Reproduce every entry exactly as shown.

● ● ● ● ● ● ●

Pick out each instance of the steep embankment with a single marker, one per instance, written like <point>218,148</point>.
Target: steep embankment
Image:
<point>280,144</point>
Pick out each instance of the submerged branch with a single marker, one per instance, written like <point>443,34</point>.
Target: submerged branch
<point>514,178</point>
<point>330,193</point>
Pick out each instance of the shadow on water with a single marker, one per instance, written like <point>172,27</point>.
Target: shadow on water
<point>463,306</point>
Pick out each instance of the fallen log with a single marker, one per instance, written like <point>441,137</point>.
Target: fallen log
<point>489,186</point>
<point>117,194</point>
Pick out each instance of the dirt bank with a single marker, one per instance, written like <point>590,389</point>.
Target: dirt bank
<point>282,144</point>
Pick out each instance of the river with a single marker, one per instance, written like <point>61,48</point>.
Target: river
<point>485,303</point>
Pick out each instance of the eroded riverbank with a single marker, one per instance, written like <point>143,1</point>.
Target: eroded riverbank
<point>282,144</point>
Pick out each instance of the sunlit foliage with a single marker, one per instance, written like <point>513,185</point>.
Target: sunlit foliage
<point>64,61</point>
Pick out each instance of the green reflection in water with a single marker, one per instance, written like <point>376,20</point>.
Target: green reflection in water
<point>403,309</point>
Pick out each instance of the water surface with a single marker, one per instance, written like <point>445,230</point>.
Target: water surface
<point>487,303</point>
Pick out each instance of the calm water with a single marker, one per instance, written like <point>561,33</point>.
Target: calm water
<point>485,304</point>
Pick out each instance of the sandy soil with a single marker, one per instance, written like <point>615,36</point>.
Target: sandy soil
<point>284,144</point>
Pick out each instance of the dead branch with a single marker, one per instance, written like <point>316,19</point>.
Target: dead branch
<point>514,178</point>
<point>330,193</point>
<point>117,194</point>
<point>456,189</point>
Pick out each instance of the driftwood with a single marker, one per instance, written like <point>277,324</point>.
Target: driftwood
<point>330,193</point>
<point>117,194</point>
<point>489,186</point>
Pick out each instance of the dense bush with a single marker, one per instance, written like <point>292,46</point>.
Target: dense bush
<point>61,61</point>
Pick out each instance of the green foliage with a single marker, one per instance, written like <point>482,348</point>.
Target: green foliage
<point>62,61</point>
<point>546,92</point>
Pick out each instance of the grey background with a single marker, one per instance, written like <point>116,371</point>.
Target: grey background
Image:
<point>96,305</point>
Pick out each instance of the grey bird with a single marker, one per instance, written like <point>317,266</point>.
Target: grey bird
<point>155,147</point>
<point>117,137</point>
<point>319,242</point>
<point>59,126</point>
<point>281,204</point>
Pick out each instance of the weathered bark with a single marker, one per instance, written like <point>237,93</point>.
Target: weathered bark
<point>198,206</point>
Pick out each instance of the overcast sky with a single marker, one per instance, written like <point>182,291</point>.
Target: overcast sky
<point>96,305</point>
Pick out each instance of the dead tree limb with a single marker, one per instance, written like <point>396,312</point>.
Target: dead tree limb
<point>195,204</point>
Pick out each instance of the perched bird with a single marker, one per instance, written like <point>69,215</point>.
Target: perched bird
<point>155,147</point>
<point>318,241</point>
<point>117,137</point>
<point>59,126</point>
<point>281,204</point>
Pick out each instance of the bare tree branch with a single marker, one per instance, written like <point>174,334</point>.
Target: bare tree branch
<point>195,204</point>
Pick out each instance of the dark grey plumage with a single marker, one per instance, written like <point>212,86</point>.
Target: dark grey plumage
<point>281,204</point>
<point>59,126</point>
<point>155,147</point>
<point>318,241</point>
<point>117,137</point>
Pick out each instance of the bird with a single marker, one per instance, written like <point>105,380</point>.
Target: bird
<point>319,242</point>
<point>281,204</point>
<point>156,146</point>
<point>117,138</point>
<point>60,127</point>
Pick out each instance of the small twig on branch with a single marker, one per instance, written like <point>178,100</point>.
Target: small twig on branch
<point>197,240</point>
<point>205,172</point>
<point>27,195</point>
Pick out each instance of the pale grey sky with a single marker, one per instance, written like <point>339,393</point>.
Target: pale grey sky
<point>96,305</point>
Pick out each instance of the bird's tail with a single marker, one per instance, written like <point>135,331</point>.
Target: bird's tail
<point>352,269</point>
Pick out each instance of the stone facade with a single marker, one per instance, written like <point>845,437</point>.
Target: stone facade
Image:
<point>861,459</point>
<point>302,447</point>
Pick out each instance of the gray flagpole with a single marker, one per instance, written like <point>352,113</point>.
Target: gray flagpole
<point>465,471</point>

● ● ● ● ● ● ●

RESULT FOR THIS TASK:
Pick out each instance of the steep embankment with a single marker, one per instance, written like <point>218,148</point>.
Target: steep embankment
Image:
<point>280,144</point>
Pick out each instance of the submerged branch with a single marker, one per instance, written like <point>443,34</point>.
Target: submerged branch
<point>514,178</point>
<point>330,193</point>
Pick out each instance of the shadow on water with a single marker, one per instance, written like <point>172,27</point>.
Target: shadow on water
<point>463,306</point>
Pick out each instance of the fallen log with a single marker, one per instance, written like <point>441,137</point>.
Target: fallen log
<point>489,186</point>
<point>117,194</point>
Pick out each instance of the dirt bank with a single marker, one per instance, written like <point>590,389</point>.
Target: dirt bank
<point>282,144</point>
Pick out each instance of the river with a single marker, one per instance, written like <point>61,48</point>.
Target: river
<point>485,303</point>
Pick out each instance of the eroded riverbank with a single marker, one per instance, written like <point>143,1</point>.
Target: eroded riverbank
<point>282,144</point>
Pick out each instance of the sunlit foliage with a single marker, one per instance, written like <point>513,185</point>.
Target: sunlit foliage
<point>64,61</point>
Pick out each instance of the green reflection in water with a single marker, one per instance, written like <point>376,20</point>.
Target: green reflection in water
<point>403,309</point>
Pick out each instance of the water surface with a single marker, one per instance, written like <point>445,230</point>.
Target: water surface
<point>487,303</point>
Pick out each instance of the calm water with a single marker, one per instance, written like <point>561,33</point>.
Target: calm water
<point>485,304</point>
Pick out each instance of the sandy soil with a single marker, one per instance, written like <point>615,36</point>.
Target: sandy soil
<point>284,144</point>
Pick out each instance of the dead branch with a single marker, one per instance, written like <point>316,19</point>.
Target: dead branch
<point>514,178</point>
<point>330,193</point>
<point>117,194</point>
<point>456,189</point>
Pick out each instance of the driftwood with a single marker, one per instance, written like <point>277,324</point>.
Target: driftwood
<point>330,193</point>
<point>117,194</point>
<point>489,186</point>
Pick out each instance of the dense bush with a single marker, one per instance, written like <point>292,46</point>.
Target: dense bush
<point>61,61</point>
Pick out each instance of the green foliage with a single marker, one per instance, written like <point>482,348</point>.
Target: green foliage
<point>62,61</point>
<point>546,92</point>
Pick out each instance of the grey background with a single marker, one per instance, written like <point>116,371</point>.
Target: grey background
Image:
<point>96,305</point>
Pick out each instance of the grey bird with a single marker, one per instance, written like <point>317,266</point>.
Target: grey bird
<point>155,147</point>
<point>117,137</point>
<point>319,242</point>
<point>59,126</point>
<point>281,204</point>
Pick out each instance of the weathered bark with a single marker, one per instance, written like <point>237,93</point>.
Target: weathered bark
<point>198,206</point>
Pick out each instance of the overcast sky with a single marker, one per instance, written like <point>182,291</point>.
Target: overcast sky
<point>96,305</point>
Pick out each instance of the dead tree limb with a single marker, one per instance, written like <point>396,312</point>.
Target: dead tree limb
<point>195,204</point>
Pick out each instance of the perched bird with a single marker, one per instance, written like <point>69,215</point>.
Target: perched bird
<point>155,147</point>
<point>318,241</point>
<point>117,137</point>
<point>59,126</point>
<point>281,204</point>
Pick out each instance of the bare tree branch with a single marker, one per instance, written like <point>174,334</point>.
Target: bare tree branch
<point>195,204</point>
Pick out each instance of the dark grey plumage with a single marker, one per instance, written like <point>212,86</point>.
Target: dark grey plumage
<point>281,204</point>
<point>59,126</point>
<point>155,147</point>
<point>318,241</point>
<point>117,137</point>
Pick out each instance of the bird with a single marker, one per instance, written like <point>105,380</point>.
Target: bird
<point>319,242</point>
<point>281,204</point>
<point>156,146</point>
<point>117,138</point>
<point>60,127</point>
Pick out each instance of the small twig on branch with a single marker, one per instance, written like <point>178,100</point>.
Target: small twig on branch
<point>197,240</point>
<point>205,172</point>
<point>27,195</point>
Pick out each instance of the pale grey sky with a single marker, one per instance, written like <point>339,393</point>.
Target: pale grey sky
<point>96,305</point>
Pick out each instance of the bird's tail with a single marker, one per instance, written like <point>135,331</point>.
Target: bird's tail
<point>352,269</point>
Pick out each instance of the stone facade with a single marker, one per instance, written like <point>845,437</point>.
Target: stone facade
Image:
<point>861,459</point>
<point>302,447</point>
Pick out each instance of the gray flagpole with a single marker, one per instance, written like <point>352,113</point>.
Target: gray flagpole
<point>465,471</point>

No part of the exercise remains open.